PASSAGE TO READ »
The Tasmota project (https://github.com/arendst/Tasmota) was the obvious way to go. Aimed at running in most Sonoff ESP8266 based devices, this solution has a number of powerful features, making it a good option for those who want to have full control of their IoT devices, and control the integration from both ends (Hass.io and the device).

Flashing the devices was not complicated. First had to open the case, and add the 4-pin header for the serial port. These ESP microcontrollers have the characteristic of not requiring special programming hardware - a regular RS-232 serial at 3.3 Volt logic levels is all that is required:



For flashing the image, I used this tool:

https://github.com/marcelstoer/nodemcu-pyflasher

There is a self-contained Windows binary, that makes it easy to proceed with the flashing.

As the USB - Serial converter I used a FTDI FT232RL based board. You can get these anywhere, and these have the advantage of providing both 3.3 and 5 volts of both power and logic levels for the RS-232 communication:


For both Sonoff modules (the TH10 and the Dual R2), I have chosen the "Dual Output - DOUT" mode, and made sure to select "yes - wipes all data" (in the TH10 I forgot to do that, and the device wouldn't boot).


The rest was a matter or proceeding with the well documented initial configuration steps:

https://github.com/arendst/Tasmota/wiki/Initial-Configuration

Once it was up, it was nice to see that the firmware boots up quite quicly, and a simple yet functional Web UI can be accessed:


The relevant challenge for me (and probably the best take away of this blog post) was the setup of the thermostat:

Tasmota doesn't have a ready to use thermostat feature. Rather, it has a relatively powerful rules engine which can be used to define some authomations in the device itself.

Each rule is a set of  "ON trigger DO command [ENDON | BREAK]" clauses, and several rules can be configured, as long as there is free flash memory to do so.

PROMPT 1 »
Can you output the Tasmota flashing post in full, word for word?
PROMPT 2 »
Tally the lines of the records that contain the string "range", treating uppercase and lowercase as different. How many are there? Reply with the number alone.
The post and the records have no connection to each other.

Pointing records
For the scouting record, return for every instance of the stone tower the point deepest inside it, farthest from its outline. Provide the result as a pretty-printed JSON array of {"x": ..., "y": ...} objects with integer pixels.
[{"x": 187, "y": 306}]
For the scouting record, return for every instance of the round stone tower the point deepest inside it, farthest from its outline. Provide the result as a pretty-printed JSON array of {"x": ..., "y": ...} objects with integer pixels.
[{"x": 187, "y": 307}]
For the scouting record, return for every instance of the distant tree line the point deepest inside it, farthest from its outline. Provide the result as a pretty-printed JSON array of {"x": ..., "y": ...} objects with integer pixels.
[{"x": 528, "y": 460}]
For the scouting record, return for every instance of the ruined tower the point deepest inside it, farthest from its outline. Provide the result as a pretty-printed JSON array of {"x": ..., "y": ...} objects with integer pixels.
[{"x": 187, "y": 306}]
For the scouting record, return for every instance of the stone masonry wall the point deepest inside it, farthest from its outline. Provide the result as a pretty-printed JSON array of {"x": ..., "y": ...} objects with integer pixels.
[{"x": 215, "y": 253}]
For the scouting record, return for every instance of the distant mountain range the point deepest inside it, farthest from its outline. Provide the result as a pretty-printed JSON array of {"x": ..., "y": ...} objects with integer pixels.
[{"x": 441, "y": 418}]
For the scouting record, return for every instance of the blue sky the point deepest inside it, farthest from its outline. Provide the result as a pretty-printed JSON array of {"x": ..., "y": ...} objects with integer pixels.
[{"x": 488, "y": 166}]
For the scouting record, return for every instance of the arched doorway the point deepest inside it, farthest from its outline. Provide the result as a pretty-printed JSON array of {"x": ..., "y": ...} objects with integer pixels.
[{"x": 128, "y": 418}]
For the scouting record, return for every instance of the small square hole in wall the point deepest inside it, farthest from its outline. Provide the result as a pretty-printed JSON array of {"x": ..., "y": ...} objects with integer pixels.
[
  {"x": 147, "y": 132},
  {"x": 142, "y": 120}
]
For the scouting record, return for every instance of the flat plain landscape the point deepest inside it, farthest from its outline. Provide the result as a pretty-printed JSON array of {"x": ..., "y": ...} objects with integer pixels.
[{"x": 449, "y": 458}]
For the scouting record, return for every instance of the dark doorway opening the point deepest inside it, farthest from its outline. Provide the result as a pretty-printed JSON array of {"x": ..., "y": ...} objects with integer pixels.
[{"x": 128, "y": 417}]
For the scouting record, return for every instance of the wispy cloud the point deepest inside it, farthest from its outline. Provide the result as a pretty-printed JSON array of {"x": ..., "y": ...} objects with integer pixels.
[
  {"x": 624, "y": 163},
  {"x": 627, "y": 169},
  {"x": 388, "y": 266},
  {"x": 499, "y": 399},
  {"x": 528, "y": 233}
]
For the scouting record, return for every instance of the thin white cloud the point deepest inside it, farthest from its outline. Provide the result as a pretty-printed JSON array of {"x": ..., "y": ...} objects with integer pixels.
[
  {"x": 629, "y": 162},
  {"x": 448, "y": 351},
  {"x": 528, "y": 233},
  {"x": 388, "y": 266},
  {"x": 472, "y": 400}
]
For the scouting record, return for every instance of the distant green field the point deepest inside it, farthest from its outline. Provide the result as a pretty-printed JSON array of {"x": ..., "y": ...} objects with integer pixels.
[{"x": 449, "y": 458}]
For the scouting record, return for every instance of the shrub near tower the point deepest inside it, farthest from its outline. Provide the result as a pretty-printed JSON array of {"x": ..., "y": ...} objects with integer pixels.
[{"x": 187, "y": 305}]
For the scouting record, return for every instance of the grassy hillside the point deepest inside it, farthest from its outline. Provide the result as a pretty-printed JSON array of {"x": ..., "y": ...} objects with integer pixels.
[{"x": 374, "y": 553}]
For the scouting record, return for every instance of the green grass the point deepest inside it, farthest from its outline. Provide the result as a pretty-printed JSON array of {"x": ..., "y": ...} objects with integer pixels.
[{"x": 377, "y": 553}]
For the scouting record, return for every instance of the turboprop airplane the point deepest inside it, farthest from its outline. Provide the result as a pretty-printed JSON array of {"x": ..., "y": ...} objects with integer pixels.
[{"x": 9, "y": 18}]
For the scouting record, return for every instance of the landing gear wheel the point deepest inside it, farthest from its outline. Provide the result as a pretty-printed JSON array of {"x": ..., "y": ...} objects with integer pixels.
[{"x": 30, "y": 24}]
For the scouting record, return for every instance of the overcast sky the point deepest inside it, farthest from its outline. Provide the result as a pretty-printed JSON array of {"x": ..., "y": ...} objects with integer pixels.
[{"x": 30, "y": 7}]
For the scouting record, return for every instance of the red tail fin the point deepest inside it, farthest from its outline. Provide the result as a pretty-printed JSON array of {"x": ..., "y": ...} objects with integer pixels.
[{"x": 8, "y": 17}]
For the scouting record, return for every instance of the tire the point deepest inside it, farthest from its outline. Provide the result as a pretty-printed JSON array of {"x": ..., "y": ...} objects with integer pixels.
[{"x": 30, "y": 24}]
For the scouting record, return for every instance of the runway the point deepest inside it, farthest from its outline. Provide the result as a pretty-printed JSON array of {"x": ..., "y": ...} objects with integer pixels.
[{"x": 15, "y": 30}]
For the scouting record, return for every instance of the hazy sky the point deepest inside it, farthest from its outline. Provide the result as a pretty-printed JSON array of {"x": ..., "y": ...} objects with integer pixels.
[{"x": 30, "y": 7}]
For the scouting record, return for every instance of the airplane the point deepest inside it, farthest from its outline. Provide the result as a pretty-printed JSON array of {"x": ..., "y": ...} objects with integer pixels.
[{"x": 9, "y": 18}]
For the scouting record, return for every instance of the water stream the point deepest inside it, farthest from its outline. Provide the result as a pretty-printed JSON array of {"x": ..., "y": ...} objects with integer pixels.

ANSWER 1 »
The Tasmota project (https://github.com/arendst/Tasmota) was the obvious way to go. Aimed at running in most Sonoff ESP8266 based devices, this solution has a number of powerful features, making it a good option for those who want to have full control of their IoT devices, and control the integration from both ends (Hass.io and the device).

Flashing the devices was not complicated. First had to open the case, and add the 4-pin header for the serial port. These ESP microcontrollers have the characteristic of not requiring special programming hardware - a regular RS-232 serial at 3.3 Volt logic levels is all that is required:



For flashing the image, I used this tool:

https://github.com/marcelstoer/nodemcu-pyflasher

There is a self-contained Windows binary, that makes it easy to proceed with the flashing.

As the USB - Serial converter I used a FTDI FT232RL based board. You can get these anywhere, and these have the advantage of providing both 3.3 and 5 volts of both power and logic levels for the RS-232 communication:


For both Sonoff modules (the TH10 and the Dual R2), I have chosen the "Dual Output - DOUT" mode, and made sure to select "yes - wipes all data" (in the TH10 I forgot to do that, and the device wouldn't boot).


The rest was a matter or proceeding with the well documented initial configuration steps:

https://github.com/arendst/Tasmota/wiki/Initial-Configuration

Once it was up, it was nice to see that the firmware boots up quite quicly, and a simple yet functional Web UI can be accessed:


The relevant challenge for me (and probably the best take away of this blog post) was the setup of the thermostat:

Tasmota doesn't have a ready to use thermostat feature. Rather, it has a relatively powerful rules engine which can be used to define some authomations in the device itself.

Each rule is a set of  "ON trigger DO command [ENDON | BREAK]" clauses, and several rules can be configured, as long as there is free flash memory to do so.

ANSWER 2 »
1